━━ EXTRAIT DU TEXTE
Communiqué
31 mai 2022
Jean-Louis Comolli
Les cinéastes de la SRF ont appris avec une profonde tristesse la disparition de Jean-Louis Comolli le jeudi 19 mai dernier, à l’âge de 80 ans. Il faisait partie des fondateurs de notre association et en était resté un fidèle compagnon de route.
Jusqu’à son dernier souffle, Jean-Louis Comolli aura défendu le cinéma comme dernier territoire possible de l’utopie, dernier rempart contre la déréalisation du monde. Jusqu’au bout, il aura défendu les salles obscures contre la ruée vers le virtuel et la domination des plates-formes, le grand écran contre sa réduction, qui amenuise la portée critique du cinéma et astreint le visionnage des films à devenir de plus en plus solitaire, de plus en plus distrait.
Né en Algérie en 1941, Comolli découvre le cinéma très tôt grâce à sa mère, qui y emmène chaque semaine ses enfants. En 1958, inscrit à la fac de médecine d’Alger, il fait la connaissance de Jean Narboni, avec qui il se lie instantanément d’amitié. Les deux complices se retrouvent bientôt à Paris et fréquentent assidûment la cinémathèque de la rue d’Ulm. En 1962, âgé de 21 ans, Comolli entre aux Cahiers du cinéma et en devient trois ans plus tard le rédacteur en chef, fonction qu’il partagera avec Narboni jusqu’en 1973.
Après un premier documentaire (Les Deux Marseillaises, 1968), coréalisé avec André S. Labarthe, il tourne un premier long-métrage de fiction (La Cécilia, 1975), un second (L’Ombre rouge, 1981), un troisième... mais c’est dans le champ du documentaire que son œuvre cinématographique va prendre toute son ampleur avec une cinquantaine de films, dont une fameuse saga sur les élections à Marseille ou encore les portraits de nombreux musiciens, cinéastes, écrivains… À l’écart des courants, des modes et du cynisme ambiant, à l’écart surtout des codes télévisuels, ses films sont ceux d’un électron libre, éternel non-aligné, ouvert à tout, curieux de tous, pour qui l’aventure documentaire est la part la plus vivante, la plus libre du cinéma, celle « qui s’efforce de sauver quelque chose de la dignité des hommes et des femmes de ce temps ».
━━━━
━━ EXTRAITS DES LIGNES
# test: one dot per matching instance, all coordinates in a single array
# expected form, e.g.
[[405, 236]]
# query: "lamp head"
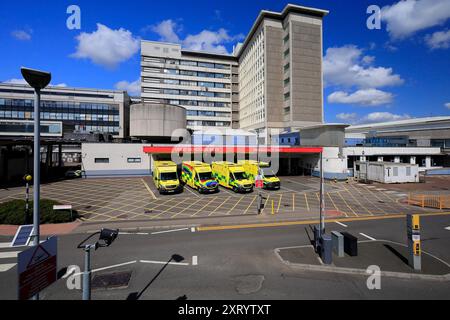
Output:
[[108, 236], [35, 78]]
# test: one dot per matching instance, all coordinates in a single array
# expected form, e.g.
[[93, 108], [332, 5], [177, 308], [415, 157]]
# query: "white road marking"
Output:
[[340, 223], [137, 233], [164, 262], [12, 254], [109, 267], [167, 231], [6, 266], [368, 237]]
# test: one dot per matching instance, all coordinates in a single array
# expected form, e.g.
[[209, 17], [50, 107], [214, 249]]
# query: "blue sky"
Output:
[[399, 71]]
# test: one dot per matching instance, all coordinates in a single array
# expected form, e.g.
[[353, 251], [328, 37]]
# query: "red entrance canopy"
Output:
[[225, 149]]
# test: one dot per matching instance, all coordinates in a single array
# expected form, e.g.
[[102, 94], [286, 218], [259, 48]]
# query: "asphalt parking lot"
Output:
[[137, 199]]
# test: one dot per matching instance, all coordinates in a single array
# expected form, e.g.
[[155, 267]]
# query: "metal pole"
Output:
[[322, 204], [37, 170], [27, 204], [87, 273]]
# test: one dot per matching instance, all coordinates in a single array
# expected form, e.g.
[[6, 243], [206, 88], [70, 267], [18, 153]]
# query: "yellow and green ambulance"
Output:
[[251, 167], [165, 176], [198, 176], [232, 176]]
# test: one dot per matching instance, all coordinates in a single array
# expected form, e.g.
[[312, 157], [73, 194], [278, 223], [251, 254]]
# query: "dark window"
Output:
[[101, 160]]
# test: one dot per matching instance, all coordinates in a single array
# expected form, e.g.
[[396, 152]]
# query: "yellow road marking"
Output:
[[171, 207], [334, 205], [293, 223], [307, 204], [207, 204], [188, 207], [224, 201], [356, 200], [235, 205], [148, 189], [254, 198], [339, 193]]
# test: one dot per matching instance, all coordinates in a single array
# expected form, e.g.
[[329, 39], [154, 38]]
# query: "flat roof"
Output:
[[289, 8], [226, 149], [425, 120], [58, 88]]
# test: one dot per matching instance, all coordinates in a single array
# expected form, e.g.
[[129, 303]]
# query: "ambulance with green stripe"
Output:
[[198, 176], [252, 169], [165, 177], [232, 176]]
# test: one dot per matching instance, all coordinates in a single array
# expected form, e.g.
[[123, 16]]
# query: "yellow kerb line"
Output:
[[293, 223], [148, 189]]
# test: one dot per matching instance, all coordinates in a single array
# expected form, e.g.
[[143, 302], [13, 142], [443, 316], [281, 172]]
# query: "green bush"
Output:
[[13, 212]]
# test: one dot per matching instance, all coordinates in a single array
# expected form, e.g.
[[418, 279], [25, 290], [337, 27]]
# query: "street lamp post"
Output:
[[38, 80], [322, 204], [106, 237]]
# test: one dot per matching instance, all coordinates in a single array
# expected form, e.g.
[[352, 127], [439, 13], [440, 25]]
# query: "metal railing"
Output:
[[428, 200]]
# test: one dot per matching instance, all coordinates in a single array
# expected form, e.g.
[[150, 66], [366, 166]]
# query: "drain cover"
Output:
[[111, 280]]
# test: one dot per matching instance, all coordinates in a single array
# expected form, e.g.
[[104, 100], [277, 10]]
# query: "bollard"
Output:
[[326, 249], [338, 243]]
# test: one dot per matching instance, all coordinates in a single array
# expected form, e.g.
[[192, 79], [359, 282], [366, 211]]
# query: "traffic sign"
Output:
[[37, 268], [259, 183], [22, 236]]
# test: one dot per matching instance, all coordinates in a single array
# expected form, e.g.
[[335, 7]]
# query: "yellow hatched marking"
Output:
[[246, 210], [242, 197], [334, 205], [224, 201], [346, 203], [188, 207], [148, 189], [207, 204]]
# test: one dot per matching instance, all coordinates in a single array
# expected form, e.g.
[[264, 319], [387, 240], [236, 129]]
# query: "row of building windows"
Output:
[[57, 104], [187, 83], [97, 128], [28, 115], [207, 113], [188, 63], [187, 92], [208, 123], [187, 73], [189, 103]]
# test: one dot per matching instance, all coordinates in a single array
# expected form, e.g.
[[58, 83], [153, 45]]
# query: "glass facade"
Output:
[[27, 128], [85, 117]]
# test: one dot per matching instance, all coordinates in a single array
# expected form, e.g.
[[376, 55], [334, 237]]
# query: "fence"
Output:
[[430, 201]]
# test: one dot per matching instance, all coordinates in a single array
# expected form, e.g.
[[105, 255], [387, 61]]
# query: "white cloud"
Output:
[[106, 47], [167, 31], [22, 34], [347, 66], [22, 81], [133, 88], [406, 17], [438, 40], [364, 97], [349, 117], [206, 40], [15, 81], [382, 117]]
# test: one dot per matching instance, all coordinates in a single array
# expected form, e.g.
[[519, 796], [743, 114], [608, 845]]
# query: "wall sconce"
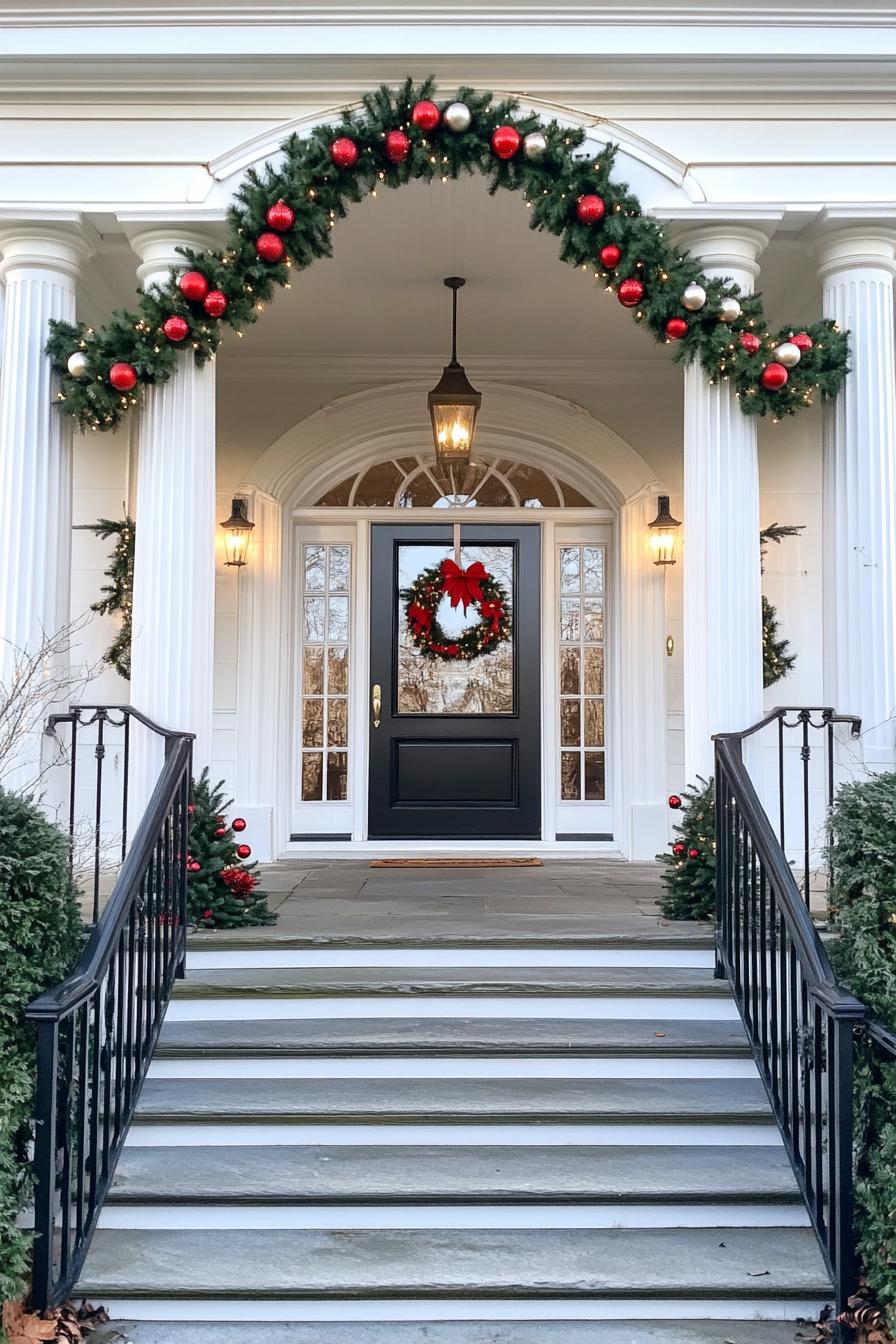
━━━━
**TRAVAIL À FAIRE**
**A)** Selon le communiqué, en quelle année Jean-Louis Comolli est-il entré aux Cahiers du cinéma ?
**B)** Indiquez si chacune des affirmations suivantes concorde avec le communiqué : (i) Jean-Louis Comolli est né en Algérie en 1941 ; (ii) il a partagé la fonction de rédacteur en chef avec André S. Labarthe ; (iii) son premier documentaire date de 1975.
**C)** Recopiez à l'identique le passage du communiqué allant de "Jusqu’à son dernier" jusqu'à "en plus distrait.".
Les lignes forment un matériau distinct du texte.

**EXERCICES CORRIGÉS**
**A)** En 1962.

**B)**
(i) Oui : « Né en Algérie en 1941 ».
(ii) Non : « fonction qu’il partagera avec Narboni jusqu’en 1973 ».
(iii) Non : « premier documentaire (Les Deux Marseillaises, 1968) ».

**C)**
Jusqu’à son dernier souffle, Jean-Louis Comolli aura défendu le cinéma comme dernier territoire possible de l’utopie, dernier rempart contre la déréalisation du monde. Jusqu’au bout, il aura défendu les salles obscures contre la ruée vers le virtuel et la domination des plates-formes, le grand écran contre sa réduction, qui amenuise la portée critique du cinéma et astreint le visionnage des films à devenir de plus en plus solitaire, de plus en plus distrait.